> [WHAT TO PRODUCE]: Return every line of the items below that contains the string "horse", each copied in full on its own line.

---------- MATERIALS PROVIDED

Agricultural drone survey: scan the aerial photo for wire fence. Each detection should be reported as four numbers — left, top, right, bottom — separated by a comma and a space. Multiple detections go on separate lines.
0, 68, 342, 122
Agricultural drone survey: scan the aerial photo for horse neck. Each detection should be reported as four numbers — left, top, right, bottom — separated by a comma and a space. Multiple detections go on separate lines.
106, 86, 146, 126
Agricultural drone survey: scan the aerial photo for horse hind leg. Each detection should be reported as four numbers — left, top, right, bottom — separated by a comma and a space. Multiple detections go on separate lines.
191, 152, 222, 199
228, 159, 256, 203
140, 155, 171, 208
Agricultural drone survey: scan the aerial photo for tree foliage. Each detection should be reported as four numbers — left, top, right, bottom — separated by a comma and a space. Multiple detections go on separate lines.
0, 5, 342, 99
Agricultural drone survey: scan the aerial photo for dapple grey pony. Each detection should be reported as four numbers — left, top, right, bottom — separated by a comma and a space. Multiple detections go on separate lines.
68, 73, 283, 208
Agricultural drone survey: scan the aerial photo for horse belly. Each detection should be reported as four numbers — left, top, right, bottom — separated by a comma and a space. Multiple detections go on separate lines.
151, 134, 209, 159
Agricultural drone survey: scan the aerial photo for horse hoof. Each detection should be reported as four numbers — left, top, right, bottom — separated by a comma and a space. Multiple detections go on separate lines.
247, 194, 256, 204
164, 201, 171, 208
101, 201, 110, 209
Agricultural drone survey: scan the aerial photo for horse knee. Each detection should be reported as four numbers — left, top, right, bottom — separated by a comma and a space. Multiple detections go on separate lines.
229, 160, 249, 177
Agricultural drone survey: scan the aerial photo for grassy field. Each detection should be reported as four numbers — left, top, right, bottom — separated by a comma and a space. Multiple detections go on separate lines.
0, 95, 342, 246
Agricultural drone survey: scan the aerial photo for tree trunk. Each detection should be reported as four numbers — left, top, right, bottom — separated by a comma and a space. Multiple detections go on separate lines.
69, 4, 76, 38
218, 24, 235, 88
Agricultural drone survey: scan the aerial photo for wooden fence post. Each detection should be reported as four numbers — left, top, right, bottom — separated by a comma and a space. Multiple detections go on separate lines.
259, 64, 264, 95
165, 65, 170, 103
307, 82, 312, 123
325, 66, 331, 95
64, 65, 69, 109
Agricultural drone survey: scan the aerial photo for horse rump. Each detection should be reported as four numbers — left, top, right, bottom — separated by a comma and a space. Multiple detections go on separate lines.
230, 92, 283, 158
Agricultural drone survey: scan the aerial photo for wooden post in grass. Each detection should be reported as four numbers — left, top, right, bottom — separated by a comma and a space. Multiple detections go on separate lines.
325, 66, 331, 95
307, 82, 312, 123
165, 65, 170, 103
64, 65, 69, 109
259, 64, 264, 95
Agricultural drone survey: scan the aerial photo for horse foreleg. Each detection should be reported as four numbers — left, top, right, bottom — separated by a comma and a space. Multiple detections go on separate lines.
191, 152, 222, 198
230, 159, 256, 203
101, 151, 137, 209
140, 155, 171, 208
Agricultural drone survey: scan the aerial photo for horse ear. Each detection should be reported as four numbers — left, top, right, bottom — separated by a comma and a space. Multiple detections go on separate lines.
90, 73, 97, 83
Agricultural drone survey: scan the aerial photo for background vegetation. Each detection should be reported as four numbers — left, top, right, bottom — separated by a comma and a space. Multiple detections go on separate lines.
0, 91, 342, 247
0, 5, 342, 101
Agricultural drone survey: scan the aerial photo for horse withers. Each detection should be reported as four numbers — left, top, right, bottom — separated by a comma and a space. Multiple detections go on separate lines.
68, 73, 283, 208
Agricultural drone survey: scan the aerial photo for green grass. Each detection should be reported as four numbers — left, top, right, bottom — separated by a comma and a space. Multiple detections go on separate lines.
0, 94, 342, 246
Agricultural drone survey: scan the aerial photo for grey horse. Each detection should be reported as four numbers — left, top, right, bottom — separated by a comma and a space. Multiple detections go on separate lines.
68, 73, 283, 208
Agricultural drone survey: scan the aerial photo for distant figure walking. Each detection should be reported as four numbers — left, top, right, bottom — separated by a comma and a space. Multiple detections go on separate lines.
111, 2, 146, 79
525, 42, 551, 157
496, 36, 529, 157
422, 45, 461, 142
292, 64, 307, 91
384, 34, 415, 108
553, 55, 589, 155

--------------------

> [EXPECTED ANSWER]:
Agricultural drone survey: scan the aerial photo for horse neck. Each detection should be reported as four numbers — left, top, right, bottom — separated by a comma and a space. Multiple detections go on separate lines.
Agricultural drone survey: scan the aerial photo for horse hind leg. Each detection should be reported as four numbers — left, top, right, bottom — separated by a comma and a space. Multiple detections go on separate lines.
Agricultural drone survey: scan the aerial photo for horse belly. Each detection should be reported as four numbers — left, top, right, bottom — separated by a comma and a space. Multiple detections go on separate lines.
Agricultural drone survey: scan the aerial photo for horse hoof. Each detection should be reported as four numbers — left, top, right, bottom — separated by a comma and a space. Multiple detections go on separate lines.
Agricultural drone survey: scan the aerial photo for horse knee. Each detection should be reported as four numbers — left, top, right, bottom — separated by a comma and a space. Multiple detections go on separate lines.
Agricultural drone survey: scan the aerial photo for horse rump. Each detection should be reported as four numbers — left, top, right, bottom — separated by a comma and a space. Multiple detections go on separate lines.
Agricultural drone survey: scan the aerial photo for horse foreleg. Each detection should be reported as four numbers — left, top, right, bottom — separated by a comma and a space. Multiple detections go on separate lines.
Agricultural drone survey: scan the aerial photo for horse ear. Each detection should be reported as four numbers — left, top, right, bottom — separated by a comma and a space. Multiple detections go on separate lines.
Agricultural drone survey: scan the aerial photo for horse withers. Each detection should be reported as four numbers — left, top, right, bottom — separated by a comma and a space. Multiple detections go on separate lines.
Agricultural drone survey: scan the aerial photo for grey horse. Each detection should be reported as four numbers — left, top, right, bottom — separated by a comma and a space. Multiple detections go on separate lines.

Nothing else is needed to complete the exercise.